■ SOURCE DOCUMENT ■
**********
Thanks, Glen, and Dave,

 

Well, I should have conceded this point long ago:  of course I am a èmethodological ç pluralist.  There are many ways to skin a cat. 

 

Years ago I participated in a longrunning forum on Research Gate on Philosophy of Science run by an Iranian intellectual who was putting some of the great texts of western science into Persian so they would be more widely read in Iran.  My colleagues in this forum were mostly an odd lot of physicists.  What struck me about them was how many of them held the view that reality was beyond experience: i.e., that our experience provided clues to reality, but the thing itself was beyond experience.  I never could convince them that that their belief in a reality beyond experience had to be based on … experience.  So, why not be monists, and talk about organizations of experience.  Ultimately, it was their dualism that confirmed me in my monism.

 

I am serious about your forcing me to become an “of” monist.  Everything is relations; it’s relations all the way down.  So the turtles are themselves relations.  To the inevitable “what about the first relation: what was that a relation of?” I will only say, “The limiting case is never a particularly interesting one; I will worry about it when I have explained all the others.”  (I do not understand the complexity theorists’ passion for explaining “first life”, for instance, or psychologists who tie themselves in knots over the “dawn” of consciousness.”  To worry so intensely over origins when there is so much other work to be done is an implicit caving to Christian theology.  We pragmatists, we begin in the middle.
**********
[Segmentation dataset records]
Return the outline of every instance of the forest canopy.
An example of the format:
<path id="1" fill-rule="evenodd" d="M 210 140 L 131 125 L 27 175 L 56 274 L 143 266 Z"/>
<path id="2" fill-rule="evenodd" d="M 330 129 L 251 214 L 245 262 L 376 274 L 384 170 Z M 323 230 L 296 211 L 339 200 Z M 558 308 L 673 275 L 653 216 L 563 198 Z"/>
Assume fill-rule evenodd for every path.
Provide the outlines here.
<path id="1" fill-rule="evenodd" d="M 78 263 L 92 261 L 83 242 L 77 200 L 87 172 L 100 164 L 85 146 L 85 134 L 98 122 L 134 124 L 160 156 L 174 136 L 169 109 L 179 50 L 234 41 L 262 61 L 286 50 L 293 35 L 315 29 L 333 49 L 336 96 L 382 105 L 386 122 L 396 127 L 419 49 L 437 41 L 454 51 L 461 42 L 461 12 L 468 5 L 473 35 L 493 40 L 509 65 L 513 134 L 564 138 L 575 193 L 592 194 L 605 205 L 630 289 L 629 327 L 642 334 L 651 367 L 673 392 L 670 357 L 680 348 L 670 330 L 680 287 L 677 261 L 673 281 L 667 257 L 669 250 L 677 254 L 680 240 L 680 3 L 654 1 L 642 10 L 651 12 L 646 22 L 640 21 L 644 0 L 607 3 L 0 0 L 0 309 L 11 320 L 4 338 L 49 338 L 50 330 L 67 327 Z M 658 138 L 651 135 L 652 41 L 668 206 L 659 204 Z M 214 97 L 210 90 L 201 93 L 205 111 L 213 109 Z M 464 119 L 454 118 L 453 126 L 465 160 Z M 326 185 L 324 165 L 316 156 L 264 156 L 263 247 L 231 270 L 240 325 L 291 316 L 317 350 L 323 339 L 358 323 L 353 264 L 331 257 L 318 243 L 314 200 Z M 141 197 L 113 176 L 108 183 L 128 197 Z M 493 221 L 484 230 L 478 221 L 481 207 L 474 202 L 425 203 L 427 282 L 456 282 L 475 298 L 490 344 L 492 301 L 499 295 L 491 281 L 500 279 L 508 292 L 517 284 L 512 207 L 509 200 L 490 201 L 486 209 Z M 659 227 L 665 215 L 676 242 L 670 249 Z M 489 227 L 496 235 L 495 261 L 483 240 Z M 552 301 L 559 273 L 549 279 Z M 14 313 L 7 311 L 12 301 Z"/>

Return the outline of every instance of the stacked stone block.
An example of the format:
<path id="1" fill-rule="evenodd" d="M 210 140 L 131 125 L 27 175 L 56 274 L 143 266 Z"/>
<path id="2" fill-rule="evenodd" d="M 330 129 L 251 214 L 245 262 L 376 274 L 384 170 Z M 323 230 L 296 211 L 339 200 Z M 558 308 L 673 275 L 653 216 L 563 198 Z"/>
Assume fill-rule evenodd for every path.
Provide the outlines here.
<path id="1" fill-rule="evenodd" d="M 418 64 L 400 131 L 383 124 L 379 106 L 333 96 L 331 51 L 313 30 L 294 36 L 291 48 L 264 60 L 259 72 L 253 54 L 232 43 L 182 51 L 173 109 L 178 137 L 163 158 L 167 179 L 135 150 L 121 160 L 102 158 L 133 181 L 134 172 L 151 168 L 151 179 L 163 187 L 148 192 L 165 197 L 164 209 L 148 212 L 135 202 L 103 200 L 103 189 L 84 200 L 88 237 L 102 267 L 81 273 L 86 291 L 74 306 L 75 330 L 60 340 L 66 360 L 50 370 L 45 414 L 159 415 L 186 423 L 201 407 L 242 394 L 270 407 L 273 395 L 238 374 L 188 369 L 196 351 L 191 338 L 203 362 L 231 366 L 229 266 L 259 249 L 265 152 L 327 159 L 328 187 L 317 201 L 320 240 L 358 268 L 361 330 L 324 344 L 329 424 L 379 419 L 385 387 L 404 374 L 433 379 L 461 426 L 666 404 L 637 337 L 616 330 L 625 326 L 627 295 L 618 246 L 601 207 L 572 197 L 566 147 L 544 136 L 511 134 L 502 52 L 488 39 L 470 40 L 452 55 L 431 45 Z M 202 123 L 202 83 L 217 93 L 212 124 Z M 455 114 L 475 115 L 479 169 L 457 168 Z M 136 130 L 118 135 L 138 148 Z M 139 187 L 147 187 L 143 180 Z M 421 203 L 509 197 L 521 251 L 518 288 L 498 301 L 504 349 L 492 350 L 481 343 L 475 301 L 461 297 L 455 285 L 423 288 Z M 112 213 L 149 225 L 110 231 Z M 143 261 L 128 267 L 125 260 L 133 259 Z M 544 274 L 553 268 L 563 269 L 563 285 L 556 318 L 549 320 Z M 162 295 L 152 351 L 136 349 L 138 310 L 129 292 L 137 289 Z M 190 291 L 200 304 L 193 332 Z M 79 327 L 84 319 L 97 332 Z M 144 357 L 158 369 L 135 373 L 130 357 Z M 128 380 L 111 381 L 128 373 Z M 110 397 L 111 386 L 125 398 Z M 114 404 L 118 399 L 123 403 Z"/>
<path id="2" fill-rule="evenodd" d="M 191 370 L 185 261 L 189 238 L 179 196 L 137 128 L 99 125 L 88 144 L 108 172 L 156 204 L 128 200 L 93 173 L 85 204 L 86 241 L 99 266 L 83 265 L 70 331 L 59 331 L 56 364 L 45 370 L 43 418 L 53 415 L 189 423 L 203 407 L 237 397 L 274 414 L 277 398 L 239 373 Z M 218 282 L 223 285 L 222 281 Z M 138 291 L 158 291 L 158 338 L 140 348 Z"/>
**********
■ OBJECTIVES ■
• a. In the message on monism, what was the Iranian intellectual who ran the forum doing with great texts of western science?
• b. Repeat the message on monism between "Well, I should" and "in my monism.", inclusive.
• c. Continue the message on monism, picking up after its final sentence.

■ ANSWER SET ■
• a. He was putting them into Persian so they would be more widely read in Iran.

• b.
Well, I should have conceded this point long ago:  of course I am a èmethodological ç pluralist.  There are many ways to skin a cat. 

 

Years ago I participated in a longrunning forum on Research Gate on Philosophy of Science run by an Iranian intellectual who was putting some of the great texts of western science into Persian so they would be more widely read in Iran.  My colleagues in this forum were mostly an odd lot of physicists.  What struck me about them was how many of them held the view that reality was beyond experience: i.e., that our experience provided clues to reality, but the thing itself was beyond experience.  I never could convince them that that their belief in a reality beyond experience had to be based on … experience.  So, why not be monists, and talk about organizations of experience.  Ultimately, it was their dualism that confirmed me in my monism.

• c.
So you force me to admit that even if I declare my allegiance to “of” monism, I have immediately to admit that there are different kinds of “of’s”.  So EVERY monist is a pluralist at the next level up.  So why am I suddenly stuck on the monist origin story?  Ach.  Hoist by my own petard. 

 

By the way, speaking of etymology, to be hoist by one’s own petard is to be ejected from one’s own saddle by the force of one’s own fart.  Look it up.

 

By the way, speaking of Clifford Geertz, here is the original quote:

 

“There is an Indian story -- at least I heard it as an Indian story -- about an Englishman who, having been told that the world rested on a platform which rested on the back of an elephant which rested in turn on the back of a turtle, asked (perhaps he was an ethnographer; it is the way they behave), what did the turtle rest on? Another turtle. And that turtle? 'Ah, Sahib, after that it is turtles all the way down”
Clifford Geertz, The Interpretation of Cultures.

 

By the way, Geertz is probably the locus classicus of the relativism I deplore.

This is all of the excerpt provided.